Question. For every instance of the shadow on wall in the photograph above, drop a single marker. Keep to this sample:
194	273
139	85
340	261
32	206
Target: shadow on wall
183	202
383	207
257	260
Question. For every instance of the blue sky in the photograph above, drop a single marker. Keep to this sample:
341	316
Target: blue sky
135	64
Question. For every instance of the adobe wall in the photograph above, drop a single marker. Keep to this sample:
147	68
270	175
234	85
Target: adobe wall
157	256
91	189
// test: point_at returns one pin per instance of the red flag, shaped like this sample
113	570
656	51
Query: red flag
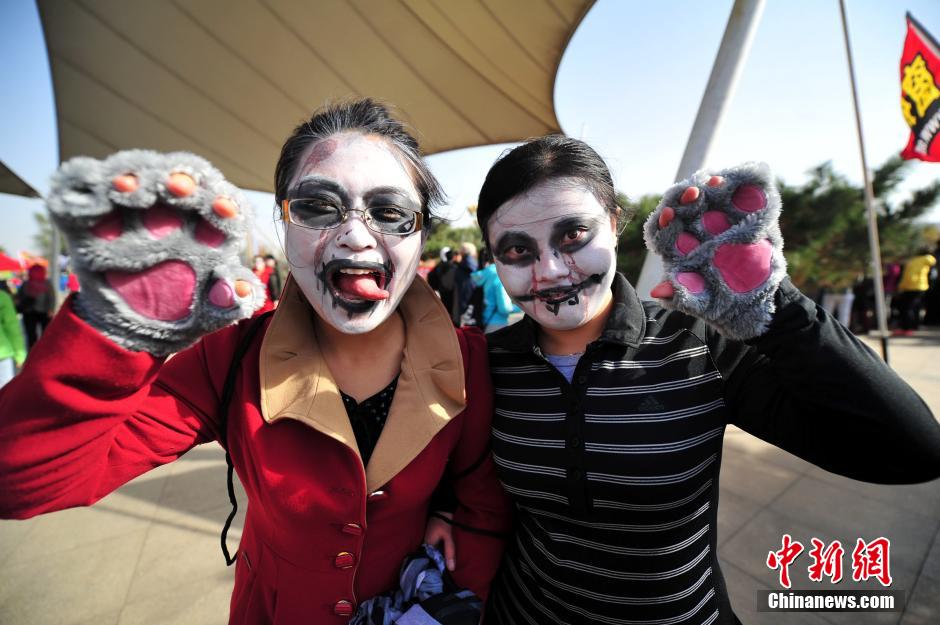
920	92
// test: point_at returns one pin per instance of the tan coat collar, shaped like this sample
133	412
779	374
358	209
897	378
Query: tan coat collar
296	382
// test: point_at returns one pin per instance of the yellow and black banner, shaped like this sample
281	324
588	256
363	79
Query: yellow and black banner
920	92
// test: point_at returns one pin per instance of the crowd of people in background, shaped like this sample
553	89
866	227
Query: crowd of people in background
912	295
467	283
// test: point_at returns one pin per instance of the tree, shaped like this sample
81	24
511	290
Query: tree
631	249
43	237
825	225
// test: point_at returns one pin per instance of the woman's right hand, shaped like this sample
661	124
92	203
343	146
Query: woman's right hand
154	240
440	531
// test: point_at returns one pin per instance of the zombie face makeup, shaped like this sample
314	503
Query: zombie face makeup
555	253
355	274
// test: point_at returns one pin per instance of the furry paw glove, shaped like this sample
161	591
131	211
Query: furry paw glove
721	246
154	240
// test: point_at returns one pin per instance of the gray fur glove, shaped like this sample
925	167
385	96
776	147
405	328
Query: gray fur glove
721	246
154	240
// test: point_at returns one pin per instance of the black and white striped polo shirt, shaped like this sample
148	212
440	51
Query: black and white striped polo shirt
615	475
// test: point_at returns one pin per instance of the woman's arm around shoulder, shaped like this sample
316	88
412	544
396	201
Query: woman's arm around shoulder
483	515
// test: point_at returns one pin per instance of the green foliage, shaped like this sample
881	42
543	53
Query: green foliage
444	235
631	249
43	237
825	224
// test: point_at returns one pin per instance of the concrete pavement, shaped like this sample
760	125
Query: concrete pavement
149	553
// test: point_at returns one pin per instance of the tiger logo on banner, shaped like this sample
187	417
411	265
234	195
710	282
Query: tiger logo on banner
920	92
# # # #
**WHAT THE TASK ASKS:**
Display every line of the listing that contains the string "drop".

**ANSWER TO THIS TASK:**
Question. For every instance of the shadow on wall in the photograph above, drop a single marker. Keep to this sample:
Question. For every instance of the blue sky in the photograph above, drop a single marker. Keep to this sample:
Question. For every instance of the adobe wall in the photograph above, drop a single marker. Keep to this sample:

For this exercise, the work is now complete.